### Data to process
────────────────────
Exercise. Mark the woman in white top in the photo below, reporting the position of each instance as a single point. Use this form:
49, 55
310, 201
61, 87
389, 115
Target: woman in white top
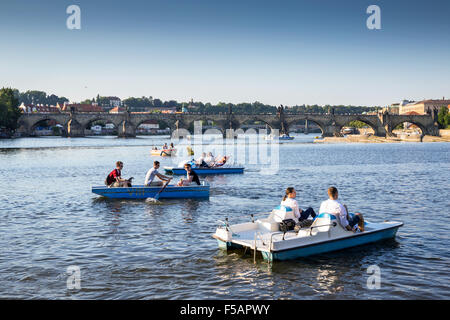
289, 201
209, 159
334, 207
152, 173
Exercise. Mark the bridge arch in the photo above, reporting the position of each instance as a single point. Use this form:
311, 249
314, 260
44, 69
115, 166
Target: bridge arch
249, 121
45, 122
291, 123
162, 125
423, 129
87, 125
352, 123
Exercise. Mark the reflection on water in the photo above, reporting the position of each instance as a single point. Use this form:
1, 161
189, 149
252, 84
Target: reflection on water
135, 250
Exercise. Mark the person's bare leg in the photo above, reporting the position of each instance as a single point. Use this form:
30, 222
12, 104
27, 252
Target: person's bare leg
361, 222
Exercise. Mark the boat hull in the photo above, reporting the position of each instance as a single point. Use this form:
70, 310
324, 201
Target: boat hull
205, 171
163, 153
142, 192
331, 245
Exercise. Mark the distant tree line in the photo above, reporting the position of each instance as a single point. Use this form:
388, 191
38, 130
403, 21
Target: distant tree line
444, 118
148, 103
38, 97
9, 111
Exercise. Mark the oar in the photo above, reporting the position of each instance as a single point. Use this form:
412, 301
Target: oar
164, 186
155, 199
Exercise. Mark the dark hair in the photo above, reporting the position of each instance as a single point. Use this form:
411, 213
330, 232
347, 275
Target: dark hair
288, 191
332, 192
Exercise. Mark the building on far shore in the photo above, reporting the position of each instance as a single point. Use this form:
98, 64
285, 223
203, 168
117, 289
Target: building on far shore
117, 110
110, 103
80, 107
392, 109
424, 106
38, 108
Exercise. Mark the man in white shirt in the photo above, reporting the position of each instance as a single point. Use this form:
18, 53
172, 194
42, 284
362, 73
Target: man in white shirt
334, 207
300, 216
152, 173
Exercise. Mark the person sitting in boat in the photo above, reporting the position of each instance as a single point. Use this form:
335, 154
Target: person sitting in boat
114, 178
221, 161
200, 162
301, 216
191, 176
152, 173
334, 207
210, 158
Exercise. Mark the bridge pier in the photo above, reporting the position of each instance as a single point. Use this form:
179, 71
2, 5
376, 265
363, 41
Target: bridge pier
74, 129
127, 130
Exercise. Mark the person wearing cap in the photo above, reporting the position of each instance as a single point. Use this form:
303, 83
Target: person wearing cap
152, 173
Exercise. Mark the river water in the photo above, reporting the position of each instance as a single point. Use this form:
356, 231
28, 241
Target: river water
50, 220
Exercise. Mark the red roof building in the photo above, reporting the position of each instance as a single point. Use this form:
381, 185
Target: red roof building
82, 107
117, 110
39, 108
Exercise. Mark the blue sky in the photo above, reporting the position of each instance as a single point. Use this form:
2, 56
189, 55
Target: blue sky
275, 52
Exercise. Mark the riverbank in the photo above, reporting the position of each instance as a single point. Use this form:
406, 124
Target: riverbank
373, 139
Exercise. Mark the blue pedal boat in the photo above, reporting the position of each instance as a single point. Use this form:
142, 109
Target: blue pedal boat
324, 235
142, 192
205, 171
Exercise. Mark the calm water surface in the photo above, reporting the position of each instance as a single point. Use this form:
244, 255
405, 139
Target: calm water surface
135, 250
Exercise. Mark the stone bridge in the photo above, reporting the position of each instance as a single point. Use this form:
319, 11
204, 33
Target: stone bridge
74, 124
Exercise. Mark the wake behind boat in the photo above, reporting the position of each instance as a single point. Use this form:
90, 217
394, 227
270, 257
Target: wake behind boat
163, 152
205, 171
142, 192
283, 137
324, 235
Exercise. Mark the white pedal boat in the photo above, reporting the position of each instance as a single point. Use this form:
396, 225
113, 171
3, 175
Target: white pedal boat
324, 235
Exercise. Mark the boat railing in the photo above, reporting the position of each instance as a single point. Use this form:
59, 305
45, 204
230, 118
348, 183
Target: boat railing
333, 224
251, 216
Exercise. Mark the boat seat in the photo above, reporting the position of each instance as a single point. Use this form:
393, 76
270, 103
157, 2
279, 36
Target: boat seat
322, 223
268, 224
281, 213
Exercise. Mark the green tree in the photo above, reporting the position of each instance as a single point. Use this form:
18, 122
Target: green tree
9, 111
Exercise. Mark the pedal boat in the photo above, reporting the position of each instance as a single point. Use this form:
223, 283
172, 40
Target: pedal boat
283, 137
205, 171
324, 235
163, 152
142, 192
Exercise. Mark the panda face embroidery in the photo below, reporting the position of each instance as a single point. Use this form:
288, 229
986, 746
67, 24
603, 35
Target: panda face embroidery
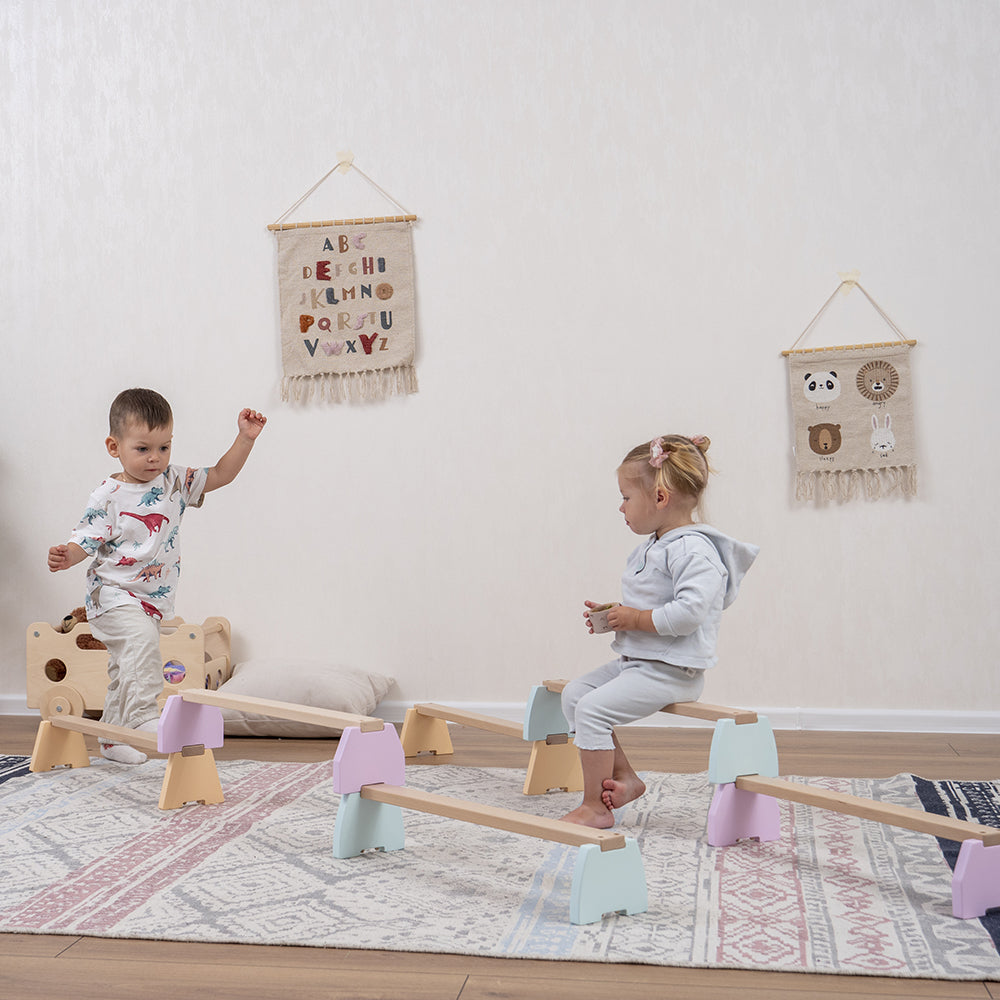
877, 380
821, 387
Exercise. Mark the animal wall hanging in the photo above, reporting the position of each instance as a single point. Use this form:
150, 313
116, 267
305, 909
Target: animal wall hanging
852, 414
346, 296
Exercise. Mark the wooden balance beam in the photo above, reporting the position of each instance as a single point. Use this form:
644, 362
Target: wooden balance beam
691, 709
369, 774
283, 710
499, 819
186, 736
946, 827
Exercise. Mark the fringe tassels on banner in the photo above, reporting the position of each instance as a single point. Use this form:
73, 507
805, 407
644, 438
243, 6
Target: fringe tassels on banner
350, 387
850, 484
────────────────────
### Work required
Rewrite the stretch from the line containing "Exercise. Mark the wooden" through the end of the material, substituting "hanging tassels" for every "fringe tassels" and leaving everything else unchanged.

### Task response
Exercise. Mark the wooden balance beam in the photo above, reporting the position of each instance as a single point. Use this form:
644, 362
Target: wooden balance beam
691, 709
369, 774
283, 710
499, 819
186, 736
946, 827
Exercise. Mark the hanging tassels on banner in the photo above, reporting the position of each instance as a single point. Use this form:
73, 507
805, 407
644, 438
243, 6
Target: hanging tassels on banner
350, 387
850, 484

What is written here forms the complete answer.